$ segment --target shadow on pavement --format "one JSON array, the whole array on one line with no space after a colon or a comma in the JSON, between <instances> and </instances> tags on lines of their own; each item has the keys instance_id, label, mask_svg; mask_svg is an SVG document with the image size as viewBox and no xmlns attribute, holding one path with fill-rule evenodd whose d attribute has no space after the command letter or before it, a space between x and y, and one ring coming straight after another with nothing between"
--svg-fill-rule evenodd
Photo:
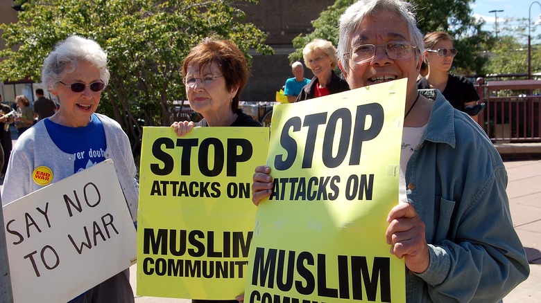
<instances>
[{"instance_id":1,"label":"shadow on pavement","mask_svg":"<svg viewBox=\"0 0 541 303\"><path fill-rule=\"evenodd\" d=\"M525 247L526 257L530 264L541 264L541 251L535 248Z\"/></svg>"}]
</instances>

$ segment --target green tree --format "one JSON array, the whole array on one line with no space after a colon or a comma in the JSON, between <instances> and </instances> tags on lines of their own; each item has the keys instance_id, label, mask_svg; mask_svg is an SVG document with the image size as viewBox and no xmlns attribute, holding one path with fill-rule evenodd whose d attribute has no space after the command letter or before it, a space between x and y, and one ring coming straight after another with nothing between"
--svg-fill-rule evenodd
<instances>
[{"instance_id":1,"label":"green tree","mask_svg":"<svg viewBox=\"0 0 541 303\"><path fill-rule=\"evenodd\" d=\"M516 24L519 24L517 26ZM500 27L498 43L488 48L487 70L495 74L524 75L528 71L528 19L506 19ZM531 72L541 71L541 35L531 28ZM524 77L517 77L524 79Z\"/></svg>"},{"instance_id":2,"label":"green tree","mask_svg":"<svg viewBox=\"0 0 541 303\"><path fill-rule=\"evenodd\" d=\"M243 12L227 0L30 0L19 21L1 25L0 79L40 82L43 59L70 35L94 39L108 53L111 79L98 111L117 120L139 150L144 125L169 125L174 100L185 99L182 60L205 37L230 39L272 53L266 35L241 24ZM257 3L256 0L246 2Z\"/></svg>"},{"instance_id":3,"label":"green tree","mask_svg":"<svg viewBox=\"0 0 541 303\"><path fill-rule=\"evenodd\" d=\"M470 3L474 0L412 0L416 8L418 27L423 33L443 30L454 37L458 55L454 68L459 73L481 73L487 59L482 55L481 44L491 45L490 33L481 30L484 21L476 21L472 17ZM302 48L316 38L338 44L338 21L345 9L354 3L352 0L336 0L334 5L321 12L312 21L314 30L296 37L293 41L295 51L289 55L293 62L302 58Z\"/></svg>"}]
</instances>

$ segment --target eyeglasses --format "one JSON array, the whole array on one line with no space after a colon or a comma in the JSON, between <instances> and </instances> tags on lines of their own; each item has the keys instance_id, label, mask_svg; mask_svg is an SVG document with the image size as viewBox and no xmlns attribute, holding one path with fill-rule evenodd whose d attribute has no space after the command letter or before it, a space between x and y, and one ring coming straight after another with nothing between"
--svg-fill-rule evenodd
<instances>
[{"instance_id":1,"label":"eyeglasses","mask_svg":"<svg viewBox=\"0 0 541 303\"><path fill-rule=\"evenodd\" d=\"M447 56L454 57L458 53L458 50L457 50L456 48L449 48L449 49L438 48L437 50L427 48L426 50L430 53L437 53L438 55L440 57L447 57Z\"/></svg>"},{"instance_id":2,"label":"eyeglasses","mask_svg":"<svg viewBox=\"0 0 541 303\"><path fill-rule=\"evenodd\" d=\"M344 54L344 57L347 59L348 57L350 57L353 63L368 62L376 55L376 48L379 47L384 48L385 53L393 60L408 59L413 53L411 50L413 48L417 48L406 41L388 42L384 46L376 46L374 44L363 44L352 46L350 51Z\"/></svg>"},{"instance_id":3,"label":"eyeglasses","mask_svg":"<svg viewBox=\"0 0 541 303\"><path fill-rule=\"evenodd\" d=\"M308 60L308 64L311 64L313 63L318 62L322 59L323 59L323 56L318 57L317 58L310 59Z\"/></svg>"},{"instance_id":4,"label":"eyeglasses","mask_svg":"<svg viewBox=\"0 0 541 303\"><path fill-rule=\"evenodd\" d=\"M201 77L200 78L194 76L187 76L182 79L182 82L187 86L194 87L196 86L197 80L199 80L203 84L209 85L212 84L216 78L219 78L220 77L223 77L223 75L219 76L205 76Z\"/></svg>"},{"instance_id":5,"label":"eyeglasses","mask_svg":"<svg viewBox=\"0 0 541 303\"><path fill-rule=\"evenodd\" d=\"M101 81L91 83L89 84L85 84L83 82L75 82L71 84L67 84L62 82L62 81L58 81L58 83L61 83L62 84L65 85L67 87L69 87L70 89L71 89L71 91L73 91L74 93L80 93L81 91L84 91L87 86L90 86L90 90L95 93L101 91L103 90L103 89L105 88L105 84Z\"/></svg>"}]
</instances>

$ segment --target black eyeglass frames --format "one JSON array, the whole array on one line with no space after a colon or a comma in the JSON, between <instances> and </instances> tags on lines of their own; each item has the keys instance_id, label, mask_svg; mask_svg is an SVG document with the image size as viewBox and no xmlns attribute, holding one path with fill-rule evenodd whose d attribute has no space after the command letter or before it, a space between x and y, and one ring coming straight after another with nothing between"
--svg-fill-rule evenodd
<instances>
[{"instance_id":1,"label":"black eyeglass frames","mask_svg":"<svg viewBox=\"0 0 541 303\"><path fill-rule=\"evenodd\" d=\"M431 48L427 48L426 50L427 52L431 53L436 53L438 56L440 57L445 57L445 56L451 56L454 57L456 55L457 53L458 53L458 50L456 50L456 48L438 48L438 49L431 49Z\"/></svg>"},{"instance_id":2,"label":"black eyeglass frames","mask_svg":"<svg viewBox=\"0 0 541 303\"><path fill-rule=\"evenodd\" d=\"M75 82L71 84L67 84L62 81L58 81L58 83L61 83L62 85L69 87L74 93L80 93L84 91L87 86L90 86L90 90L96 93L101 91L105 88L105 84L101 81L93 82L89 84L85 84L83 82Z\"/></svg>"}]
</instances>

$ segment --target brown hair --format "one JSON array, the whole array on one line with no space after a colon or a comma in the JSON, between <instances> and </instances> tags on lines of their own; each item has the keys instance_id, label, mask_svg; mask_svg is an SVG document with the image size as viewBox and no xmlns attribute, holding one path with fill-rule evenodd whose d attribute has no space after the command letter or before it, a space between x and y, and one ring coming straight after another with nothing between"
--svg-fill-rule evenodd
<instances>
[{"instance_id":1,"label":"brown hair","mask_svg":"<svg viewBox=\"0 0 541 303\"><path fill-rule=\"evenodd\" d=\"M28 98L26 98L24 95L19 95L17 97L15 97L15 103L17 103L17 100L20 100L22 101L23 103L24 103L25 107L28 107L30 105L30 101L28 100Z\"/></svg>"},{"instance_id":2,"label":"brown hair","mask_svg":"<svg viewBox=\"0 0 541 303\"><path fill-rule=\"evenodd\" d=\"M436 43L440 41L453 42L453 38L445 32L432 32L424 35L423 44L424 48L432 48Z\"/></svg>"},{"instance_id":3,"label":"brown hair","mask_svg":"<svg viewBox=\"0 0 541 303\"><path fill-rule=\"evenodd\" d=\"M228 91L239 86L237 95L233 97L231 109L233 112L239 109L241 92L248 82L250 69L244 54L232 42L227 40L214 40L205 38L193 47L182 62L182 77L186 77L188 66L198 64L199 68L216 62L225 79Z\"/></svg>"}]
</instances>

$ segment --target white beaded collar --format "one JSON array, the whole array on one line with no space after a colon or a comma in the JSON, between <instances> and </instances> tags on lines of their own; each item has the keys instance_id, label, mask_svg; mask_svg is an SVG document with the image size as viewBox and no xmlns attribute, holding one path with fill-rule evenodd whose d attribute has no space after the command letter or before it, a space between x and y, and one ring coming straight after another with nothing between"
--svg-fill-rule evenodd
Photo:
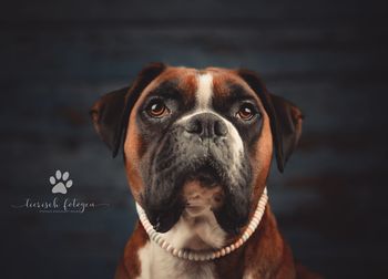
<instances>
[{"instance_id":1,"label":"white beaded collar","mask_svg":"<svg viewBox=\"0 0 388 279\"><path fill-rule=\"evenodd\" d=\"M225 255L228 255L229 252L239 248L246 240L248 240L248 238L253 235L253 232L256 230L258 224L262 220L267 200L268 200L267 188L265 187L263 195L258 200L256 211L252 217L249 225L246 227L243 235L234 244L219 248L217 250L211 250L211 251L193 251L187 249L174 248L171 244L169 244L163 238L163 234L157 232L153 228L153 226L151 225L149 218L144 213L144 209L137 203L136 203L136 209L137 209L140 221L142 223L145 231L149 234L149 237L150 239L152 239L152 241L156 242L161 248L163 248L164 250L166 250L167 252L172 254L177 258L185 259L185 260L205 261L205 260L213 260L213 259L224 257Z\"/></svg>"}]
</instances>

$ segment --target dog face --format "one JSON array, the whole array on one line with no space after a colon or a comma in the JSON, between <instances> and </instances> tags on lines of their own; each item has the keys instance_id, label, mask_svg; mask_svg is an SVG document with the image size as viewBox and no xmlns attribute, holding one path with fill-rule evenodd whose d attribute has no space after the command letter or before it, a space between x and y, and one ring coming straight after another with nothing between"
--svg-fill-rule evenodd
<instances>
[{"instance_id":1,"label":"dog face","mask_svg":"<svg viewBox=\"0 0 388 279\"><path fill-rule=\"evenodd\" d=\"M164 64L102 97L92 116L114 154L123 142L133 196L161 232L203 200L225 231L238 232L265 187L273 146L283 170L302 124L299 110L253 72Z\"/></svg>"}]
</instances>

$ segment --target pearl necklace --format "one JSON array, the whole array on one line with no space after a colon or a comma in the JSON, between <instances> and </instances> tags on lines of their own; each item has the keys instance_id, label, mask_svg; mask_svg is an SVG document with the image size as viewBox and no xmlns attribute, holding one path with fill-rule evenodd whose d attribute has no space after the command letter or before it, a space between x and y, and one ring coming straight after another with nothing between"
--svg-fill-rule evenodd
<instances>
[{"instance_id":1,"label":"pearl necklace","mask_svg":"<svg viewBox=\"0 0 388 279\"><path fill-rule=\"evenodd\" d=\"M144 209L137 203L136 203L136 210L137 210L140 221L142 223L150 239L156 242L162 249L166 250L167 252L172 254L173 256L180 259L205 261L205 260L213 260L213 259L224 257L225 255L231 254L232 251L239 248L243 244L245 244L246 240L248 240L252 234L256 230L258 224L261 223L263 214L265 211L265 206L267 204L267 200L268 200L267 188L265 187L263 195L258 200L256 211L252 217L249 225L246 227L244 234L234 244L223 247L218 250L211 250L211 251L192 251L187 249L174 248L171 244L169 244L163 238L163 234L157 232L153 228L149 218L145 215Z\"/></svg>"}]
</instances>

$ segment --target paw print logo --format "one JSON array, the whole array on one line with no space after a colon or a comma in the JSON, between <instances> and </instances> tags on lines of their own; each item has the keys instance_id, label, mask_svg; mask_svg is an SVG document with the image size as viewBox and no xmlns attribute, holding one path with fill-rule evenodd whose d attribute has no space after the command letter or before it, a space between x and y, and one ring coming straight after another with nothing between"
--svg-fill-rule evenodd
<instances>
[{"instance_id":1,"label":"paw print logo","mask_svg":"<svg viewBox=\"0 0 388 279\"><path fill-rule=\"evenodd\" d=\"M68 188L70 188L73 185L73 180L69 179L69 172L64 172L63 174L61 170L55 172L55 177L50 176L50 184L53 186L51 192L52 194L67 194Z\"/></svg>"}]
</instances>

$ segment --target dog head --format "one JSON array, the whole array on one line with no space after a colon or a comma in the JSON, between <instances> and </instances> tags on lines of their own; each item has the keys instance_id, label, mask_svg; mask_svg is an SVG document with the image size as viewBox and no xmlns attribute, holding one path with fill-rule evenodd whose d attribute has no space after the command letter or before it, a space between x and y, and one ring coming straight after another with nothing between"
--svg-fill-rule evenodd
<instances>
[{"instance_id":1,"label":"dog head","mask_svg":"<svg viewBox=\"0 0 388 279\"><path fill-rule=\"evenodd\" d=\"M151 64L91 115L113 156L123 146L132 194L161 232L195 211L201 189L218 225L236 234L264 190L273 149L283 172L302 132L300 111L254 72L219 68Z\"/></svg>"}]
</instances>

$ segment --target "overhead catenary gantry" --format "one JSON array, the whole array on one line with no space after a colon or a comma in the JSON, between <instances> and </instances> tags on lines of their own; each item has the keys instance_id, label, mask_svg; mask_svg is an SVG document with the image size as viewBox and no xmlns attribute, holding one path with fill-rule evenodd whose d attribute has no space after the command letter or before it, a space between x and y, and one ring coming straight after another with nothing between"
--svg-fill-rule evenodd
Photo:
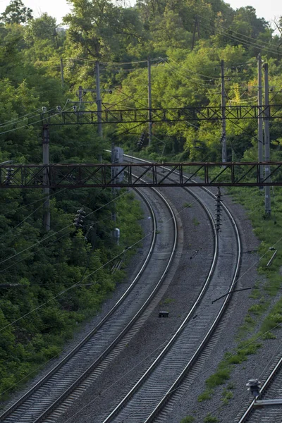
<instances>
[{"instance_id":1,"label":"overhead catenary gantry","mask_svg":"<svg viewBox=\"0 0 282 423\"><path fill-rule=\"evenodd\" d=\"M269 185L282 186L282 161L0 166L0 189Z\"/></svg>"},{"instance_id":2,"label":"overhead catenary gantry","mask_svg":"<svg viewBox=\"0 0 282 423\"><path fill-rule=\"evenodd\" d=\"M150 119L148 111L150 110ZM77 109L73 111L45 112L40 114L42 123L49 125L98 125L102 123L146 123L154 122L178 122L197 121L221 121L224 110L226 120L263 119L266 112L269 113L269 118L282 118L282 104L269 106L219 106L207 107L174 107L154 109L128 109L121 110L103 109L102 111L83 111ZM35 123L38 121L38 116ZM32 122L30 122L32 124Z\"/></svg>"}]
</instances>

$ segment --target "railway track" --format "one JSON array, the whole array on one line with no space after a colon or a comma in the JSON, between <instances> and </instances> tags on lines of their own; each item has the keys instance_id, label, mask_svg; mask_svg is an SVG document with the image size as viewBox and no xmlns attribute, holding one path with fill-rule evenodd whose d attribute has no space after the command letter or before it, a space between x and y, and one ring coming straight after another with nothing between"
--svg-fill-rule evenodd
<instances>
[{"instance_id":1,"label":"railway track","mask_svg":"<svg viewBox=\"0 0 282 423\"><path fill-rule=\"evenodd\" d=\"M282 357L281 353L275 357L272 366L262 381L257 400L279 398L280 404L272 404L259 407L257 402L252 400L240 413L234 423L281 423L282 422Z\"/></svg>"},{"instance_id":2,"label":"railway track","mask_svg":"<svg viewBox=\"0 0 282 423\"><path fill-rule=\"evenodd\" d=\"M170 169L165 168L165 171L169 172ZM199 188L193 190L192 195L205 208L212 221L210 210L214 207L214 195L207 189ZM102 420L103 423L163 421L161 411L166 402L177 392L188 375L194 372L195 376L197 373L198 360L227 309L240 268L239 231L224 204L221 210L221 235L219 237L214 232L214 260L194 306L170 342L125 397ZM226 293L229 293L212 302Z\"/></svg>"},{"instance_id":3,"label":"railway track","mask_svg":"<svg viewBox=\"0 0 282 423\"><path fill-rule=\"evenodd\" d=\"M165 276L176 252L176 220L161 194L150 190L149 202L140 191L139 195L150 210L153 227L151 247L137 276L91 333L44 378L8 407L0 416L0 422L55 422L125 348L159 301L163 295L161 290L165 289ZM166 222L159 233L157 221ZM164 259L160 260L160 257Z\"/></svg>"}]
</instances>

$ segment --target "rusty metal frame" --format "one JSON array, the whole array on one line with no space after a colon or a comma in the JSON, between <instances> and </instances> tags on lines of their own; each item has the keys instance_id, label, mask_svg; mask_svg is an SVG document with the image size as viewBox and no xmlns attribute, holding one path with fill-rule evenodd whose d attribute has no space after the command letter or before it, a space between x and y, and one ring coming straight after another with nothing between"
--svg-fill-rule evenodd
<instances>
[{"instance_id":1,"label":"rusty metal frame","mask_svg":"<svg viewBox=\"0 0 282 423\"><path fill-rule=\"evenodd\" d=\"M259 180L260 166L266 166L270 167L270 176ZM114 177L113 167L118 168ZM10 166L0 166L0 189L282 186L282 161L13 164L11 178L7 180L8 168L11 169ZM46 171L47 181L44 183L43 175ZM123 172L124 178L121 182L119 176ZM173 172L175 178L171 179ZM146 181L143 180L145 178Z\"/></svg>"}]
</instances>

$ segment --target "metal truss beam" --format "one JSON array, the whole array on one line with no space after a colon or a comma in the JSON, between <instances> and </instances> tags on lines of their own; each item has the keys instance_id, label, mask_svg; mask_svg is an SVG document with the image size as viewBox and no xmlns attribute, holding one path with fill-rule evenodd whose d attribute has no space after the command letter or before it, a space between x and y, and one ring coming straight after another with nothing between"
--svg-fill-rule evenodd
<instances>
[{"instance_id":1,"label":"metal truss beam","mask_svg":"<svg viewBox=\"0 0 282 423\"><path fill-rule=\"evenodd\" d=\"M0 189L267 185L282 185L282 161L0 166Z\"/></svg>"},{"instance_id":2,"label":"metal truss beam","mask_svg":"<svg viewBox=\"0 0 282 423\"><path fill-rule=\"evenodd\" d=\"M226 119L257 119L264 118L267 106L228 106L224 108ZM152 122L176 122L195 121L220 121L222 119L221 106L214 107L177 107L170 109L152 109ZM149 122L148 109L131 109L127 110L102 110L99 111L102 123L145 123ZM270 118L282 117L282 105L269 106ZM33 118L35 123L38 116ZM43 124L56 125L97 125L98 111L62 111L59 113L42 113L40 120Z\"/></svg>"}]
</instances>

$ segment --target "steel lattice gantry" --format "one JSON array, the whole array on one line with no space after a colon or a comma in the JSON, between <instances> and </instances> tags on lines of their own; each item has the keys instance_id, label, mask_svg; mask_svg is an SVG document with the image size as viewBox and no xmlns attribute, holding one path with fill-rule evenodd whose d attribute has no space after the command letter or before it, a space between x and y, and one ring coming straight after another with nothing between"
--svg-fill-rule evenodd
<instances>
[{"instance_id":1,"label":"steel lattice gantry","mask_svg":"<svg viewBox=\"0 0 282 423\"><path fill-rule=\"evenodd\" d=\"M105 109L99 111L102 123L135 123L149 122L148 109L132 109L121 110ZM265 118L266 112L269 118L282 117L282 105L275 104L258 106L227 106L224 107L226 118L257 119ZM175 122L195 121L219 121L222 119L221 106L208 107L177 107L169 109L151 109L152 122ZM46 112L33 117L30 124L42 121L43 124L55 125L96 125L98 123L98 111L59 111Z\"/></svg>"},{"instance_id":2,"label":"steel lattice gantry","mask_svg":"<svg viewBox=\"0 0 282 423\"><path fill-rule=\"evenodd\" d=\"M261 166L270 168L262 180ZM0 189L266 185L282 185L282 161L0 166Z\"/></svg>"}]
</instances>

+===+

**Exercise goal:** Identify every line of the items above that contains the word "brown", and copy each such line in full. Treat case as significant.

**Answer to this problem:**
$ segment --target brown hair --format "one JSON array, the whole array on one line with no space after a colon or a comma in the JSON, between <instances> and </instances> tags on lines of their own; each item has the keys instance_id, label, mask_svg; mask_svg is an SVG document with the image size as viewBox and no xmlns attribute, holding one path with fill-rule evenodd whose d attribute has no space after the command letter or before it, a space between x and y, and one ring coming straight after another with nothing between"
[{"instance_id":1,"label":"brown hair","mask_svg":"<svg viewBox=\"0 0 541 303\"><path fill-rule=\"evenodd\" d=\"M28 98L26 98L24 95L19 95L17 97L15 97L15 103L17 103L17 100L20 100L22 101L23 103L24 103L25 107L28 107L30 105L30 101L28 100Z\"/></svg>"},{"instance_id":2,"label":"brown hair","mask_svg":"<svg viewBox=\"0 0 541 303\"><path fill-rule=\"evenodd\" d=\"M436 43L440 41L453 42L453 38L445 32L432 32L424 35L423 44L424 48L432 48Z\"/></svg>"},{"instance_id":3,"label":"brown hair","mask_svg":"<svg viewBox=\"0 0 541 303\"><path fill-rule=\"evenodd\" d=\"M228 91L239 86L237 95L233 97L231 109L233 112L239 109L241 92L248 82L250 69L244 54L232 42L227 40L214 40L205 38L193 47L182 62L182 77L186 77L188 66L198 64L199 68L216 62L225 79Z\"/></svg>"}]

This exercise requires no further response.